What the task asks –
The records below must be duplicated exactly, character for character.

>>>>>

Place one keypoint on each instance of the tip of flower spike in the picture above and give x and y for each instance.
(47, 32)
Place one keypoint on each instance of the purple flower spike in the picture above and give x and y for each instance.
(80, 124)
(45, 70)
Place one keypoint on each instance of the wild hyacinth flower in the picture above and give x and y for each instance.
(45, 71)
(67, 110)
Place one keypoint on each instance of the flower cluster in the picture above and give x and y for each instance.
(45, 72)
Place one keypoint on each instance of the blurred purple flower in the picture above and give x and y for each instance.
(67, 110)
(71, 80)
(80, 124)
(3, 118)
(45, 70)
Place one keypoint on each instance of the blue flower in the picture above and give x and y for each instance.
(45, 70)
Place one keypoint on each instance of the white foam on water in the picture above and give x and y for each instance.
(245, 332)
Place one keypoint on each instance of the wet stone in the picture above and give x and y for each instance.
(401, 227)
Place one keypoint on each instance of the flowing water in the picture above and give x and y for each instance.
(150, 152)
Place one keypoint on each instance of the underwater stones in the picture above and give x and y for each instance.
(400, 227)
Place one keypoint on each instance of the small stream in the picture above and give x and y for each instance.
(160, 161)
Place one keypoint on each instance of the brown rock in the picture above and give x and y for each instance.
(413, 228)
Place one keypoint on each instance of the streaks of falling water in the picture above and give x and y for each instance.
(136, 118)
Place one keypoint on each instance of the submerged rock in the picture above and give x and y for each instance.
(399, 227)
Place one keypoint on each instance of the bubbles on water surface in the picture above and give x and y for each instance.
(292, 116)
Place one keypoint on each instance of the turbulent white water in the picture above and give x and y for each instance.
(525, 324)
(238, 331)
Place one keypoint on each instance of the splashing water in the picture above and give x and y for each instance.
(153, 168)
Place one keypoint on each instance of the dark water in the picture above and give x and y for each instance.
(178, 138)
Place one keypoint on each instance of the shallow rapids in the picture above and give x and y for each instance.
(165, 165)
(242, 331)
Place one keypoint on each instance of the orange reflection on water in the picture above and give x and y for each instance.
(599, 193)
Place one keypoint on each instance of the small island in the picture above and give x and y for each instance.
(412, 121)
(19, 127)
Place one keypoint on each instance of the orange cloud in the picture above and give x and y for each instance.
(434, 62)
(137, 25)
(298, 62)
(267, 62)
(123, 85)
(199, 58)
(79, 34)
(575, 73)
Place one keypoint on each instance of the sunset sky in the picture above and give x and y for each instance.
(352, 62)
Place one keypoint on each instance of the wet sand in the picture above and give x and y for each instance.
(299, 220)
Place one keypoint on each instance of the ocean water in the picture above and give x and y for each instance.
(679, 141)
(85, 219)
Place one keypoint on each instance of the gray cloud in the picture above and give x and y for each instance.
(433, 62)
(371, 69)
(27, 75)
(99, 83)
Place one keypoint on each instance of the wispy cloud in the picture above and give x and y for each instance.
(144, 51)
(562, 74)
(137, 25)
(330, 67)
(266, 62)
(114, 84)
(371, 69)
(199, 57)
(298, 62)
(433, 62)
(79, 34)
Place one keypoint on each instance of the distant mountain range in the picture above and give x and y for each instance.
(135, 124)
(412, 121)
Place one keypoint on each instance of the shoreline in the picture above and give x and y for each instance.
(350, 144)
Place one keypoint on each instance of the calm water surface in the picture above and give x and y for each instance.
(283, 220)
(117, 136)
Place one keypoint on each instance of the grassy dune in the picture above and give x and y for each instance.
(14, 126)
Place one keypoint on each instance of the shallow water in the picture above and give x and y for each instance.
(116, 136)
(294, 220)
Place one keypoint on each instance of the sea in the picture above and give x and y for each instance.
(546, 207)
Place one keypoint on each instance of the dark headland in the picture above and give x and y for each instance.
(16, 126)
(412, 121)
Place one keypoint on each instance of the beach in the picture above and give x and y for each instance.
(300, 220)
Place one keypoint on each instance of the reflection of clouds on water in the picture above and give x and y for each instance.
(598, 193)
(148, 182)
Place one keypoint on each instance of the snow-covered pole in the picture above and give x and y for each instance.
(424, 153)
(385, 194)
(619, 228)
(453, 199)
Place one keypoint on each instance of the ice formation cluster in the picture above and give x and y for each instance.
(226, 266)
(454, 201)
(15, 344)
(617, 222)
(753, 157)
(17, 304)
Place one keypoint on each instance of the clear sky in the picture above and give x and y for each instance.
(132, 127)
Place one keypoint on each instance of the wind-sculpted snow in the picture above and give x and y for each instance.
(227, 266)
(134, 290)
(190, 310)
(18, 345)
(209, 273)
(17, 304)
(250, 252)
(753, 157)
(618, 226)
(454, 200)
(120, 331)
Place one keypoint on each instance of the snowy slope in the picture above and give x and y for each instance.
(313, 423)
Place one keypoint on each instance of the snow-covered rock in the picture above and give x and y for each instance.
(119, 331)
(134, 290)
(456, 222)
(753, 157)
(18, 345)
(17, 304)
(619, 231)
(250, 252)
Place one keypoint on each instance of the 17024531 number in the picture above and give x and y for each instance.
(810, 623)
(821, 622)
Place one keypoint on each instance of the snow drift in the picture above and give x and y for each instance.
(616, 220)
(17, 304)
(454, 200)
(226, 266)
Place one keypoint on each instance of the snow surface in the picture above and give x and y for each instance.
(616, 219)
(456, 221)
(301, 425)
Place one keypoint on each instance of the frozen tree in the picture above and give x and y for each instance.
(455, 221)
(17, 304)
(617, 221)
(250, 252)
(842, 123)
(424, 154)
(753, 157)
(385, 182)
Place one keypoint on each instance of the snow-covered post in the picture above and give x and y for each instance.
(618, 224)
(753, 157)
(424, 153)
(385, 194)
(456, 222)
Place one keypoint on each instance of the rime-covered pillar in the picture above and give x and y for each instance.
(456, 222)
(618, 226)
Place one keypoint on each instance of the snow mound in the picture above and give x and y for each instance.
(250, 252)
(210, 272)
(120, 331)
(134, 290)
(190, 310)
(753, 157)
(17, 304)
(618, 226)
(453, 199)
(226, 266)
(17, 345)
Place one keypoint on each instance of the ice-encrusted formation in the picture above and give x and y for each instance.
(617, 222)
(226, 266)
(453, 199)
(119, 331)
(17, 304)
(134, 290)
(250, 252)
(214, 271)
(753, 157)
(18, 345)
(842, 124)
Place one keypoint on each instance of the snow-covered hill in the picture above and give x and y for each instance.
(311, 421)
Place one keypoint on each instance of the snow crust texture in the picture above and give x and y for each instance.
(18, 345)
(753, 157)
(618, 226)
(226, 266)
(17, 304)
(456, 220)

<<<<<

Task solution –
Place one keypoint on each instance of the tip of flower spike in the picture above and give x and y for each instance.
(47, 32)
Place one keypoint on each instance of the purple flower spike in the picture above and give x and y for each instance.
(80, 124)
(45, 70)
Place one keypoint on each instance of the wild hyacinth flower in the picture above and give x and y for each instance.
(45, 71)
(67, 110)
Place one keypoint on each instance of the flower cluster in the picture above and give x and y for each instance.
(45, 72)
Place one keypoint on each instance of the blurred purple flower in the picture above and give x and y for each instance.
(67, 110)
(71, 80)
(80, 124)
(3, 118)
(45, 70)
Place one keypoint on each instance of the blue flower in the picture above and give x and y for each instance.
(45, 70)
Place one keypoint on each instance of the white foam on water in the picture above and give x and y for each instance.
(245, 332)
Place one keypoint on each instance of the wet stone in the picture above and give x and y for each instance.
(401, 227)
Place one keypoint on each instance of the flowing water in the picture above and give x and y for each instance.
(150, 152)
Place one keypoint on each instance of the underwater stones in the picture above and give x and y for each instance.
(400, 227)
Place one keypoint on each instance of the small stream in the picture above and give x and y for each instance.
(160, 161)
Place one keypoint on each instance of the brown rock in the picture above and give x and y for each instance.
(413, 228)
Place one keypoint on each instance of the streaks of falling water in the picture above and give x and y for each instance.
(136, 118)
Place one keypoint on each instance of the submerged rock in the picture above and give x and y for each instance.
(399, 227)
Place one keypoint on each instance of the bubbles on water surface in the picture above and give x and y for each instance.
(292, 116)
Place one keypoint on each instance of the turbulent white water in the picture above and give x and y for each instance.
(525, 324)
(238, 331)
Place one keypoint on each instance of the splashing water in the picture above and give x and y for each instance.
(153, 168)
Place one keypoint on each instance of the dark water in the picture above and give x and y for each instance.
(178, 138)
Place one keypoint on each instance of the shallow rapids in the picture above and give x and y for each instance.
(165, 165)
(242, 331)
Place one keypoint on each instance of the orange reflection on water in the picture above and give x and y for each instance.
(599, 193)
Place one keypoint on each instance of the small island in the picture above and give x and y for each instance.
(412, 121)
(19, 127)
Place one keypoint on each instance of the orange cloud in the picture above and give x and y for each instance.
(434, 62)
(137, 25)
(298, 62)
(267, 62)
(123, 85)
(199, 58)
(79, 34)
(575, 73)
Place one keypoint on each instance of the sunset sky in the picture above and give x and y for each instance.
(352, 62)
Place one keypoint on each instance of the wet sand in the picture above and give x and y for each instance.
(299, 220)
Place one keypoint on each instance of the ocean water in the picture above and give x and y for each instance.
(679, 141)
(85, 219)
Place one keypoint on each instance of the gray cloud in the picture above and give x and y for each instance.
(433, 62)
(371, 69)
(27, 75)
(99, 83)
Place one keypoint on each instance of the wispy cloud in the picture above and give x and y for each instance.
(144, 51)
(562, 74)
(137, 25)
(330, 67)
(266, 62)
(114, 84)
(371, 69)
(199, 57)
(298, 62)
(433, 62)
(79, 34)
Place one keypoint on each instance of the distant mountain range in the picture above and give x and y for each instance.
(135, 124)
(412, 121)
Place one keypoint on each instance of the shoreline in the picture above and give x and y for each instance.
(350, 144)
Place one keypoint on each instance of the calm water surface in the picture above and give x and y for each instance.
(283, 220)
(117, 136)
Place one keypoint on each instance of the grassy dune in the picture above and give x and y for each instance.
(14, 126)
Place one keypoint on each instance of the shallow water in the picture above and give x and y for each instance.
(116, 136)
(294, 220)
Place one keypoint on each instance of the sea in the picture above and give x and y for each instance.
(546, 207)
Place one keypoint on each instance of the dark headland in the picture above and give x and y for each instance.
(16, 126)
(412, 121)
Place one keypoint on each instance of the beach in the picture above and give x and y for each instance.
(300, 220)
Place one keypoint on each instance of the reflection of clouds on water in the picture above and give x and y for each instance.
(598, 193)
(148, 182)
Place one keypoint on each instance of the snow-covered pole in the picture above and give x and y for each instance.
(424, 153)
(385, 194)
(619, 228)
(453, 199)
Place one keypoint on each instance of the ice formation cluster in the picture above and give x and y for each instance.
(226, 266)
(454, 201)
(15, 344)
(617, 222)
(753, 157)
(17, 304)
Place one keypoint on each instance of the clear sky in the picture above and give x and y for each instance.
(132, 127)
Place one keypoint on each instance of the wind-sculpted snow in the picture above and give x and y for each instance.
(227, 266)
(134, 290)
(190, 310)
(18, 345)
(209, 273)
(17, 304)
(250, 252)
(753, 157)
(618, 226)
(454, 200)
(120, 331)
Place one keypoint on each instance of the snowy slope in the picture above and give x and y for each instance.
(313, 423)
Place one keypoint on each instance of the snow-covered rock in the picture above and give x and y for each instance.
(119, 331)
(134, 290)
(456, 222)
(753, 157)
(18, 345)
(17, 304)
(619, 231)
(250, 252)
Place one keypoint on each instance of the 17024531 number in the picture above and give x and y for each instance.
(810, 623)
(821, 622)
Place one keypoint on each instance of the snow drift in the picture above and give x and y for each instance.
(616, 220)
(17, 304)
(454, 200)
(226, 266)
Place one keypoint on each instance of the snow surface in the picture above and give x and y for each instance.
(616, 219)
(456, 221)
(301, 425)
Place one keypoint on each instance of the frozen tree in the picture above and give x and y for each instance.
(455, 221)
(17, 304)
(617, 221)
(250, 252)
(842, 123)
(424, 154)
(753, 157)
(385, 182)
Place one keypoint on each instance of the snow-covered post in the picture above and give x and y for each instance.
(618, 224)
(753, 157)
(424, 153)
(385, 194)
(456, 222)
Place one keypoint on each instance of the rime-covered pillar in the picture above and give x and y for each instance.
(456, 222)
(618, 226)
Place one keypoint on each instance of the snow mound in the picture above and give x and y for each instance.
(250, 252)
(210, 272)
(120, 331)
(134, 290)
(190, 310)
(753, 157)
(17, 304)
(618, 226)
(453, 199)
(226, 266)
(17, 345)
Place one keypoint on each instance of the ice-encrusted formation in the picture above and give x and y for each instance.
(617, 222)
(226, 266)
(453, 199)
(119, 331)
(17, 304)
(134, 290)
(250, 252)
(214, 271)
(753, 157)
(18, 345)
(842, 124)
Place one keypoint on each instance of the snow-covered hill in the picture above and give x and y for each instance.
(311, 421)
Place one keypoint on each instance of the snow crust texture in the picture above and give x and y for each instance.
(18, 345)
(753, 157)
(618, 226)
(226, 266)
(17, 304)
(456, 220)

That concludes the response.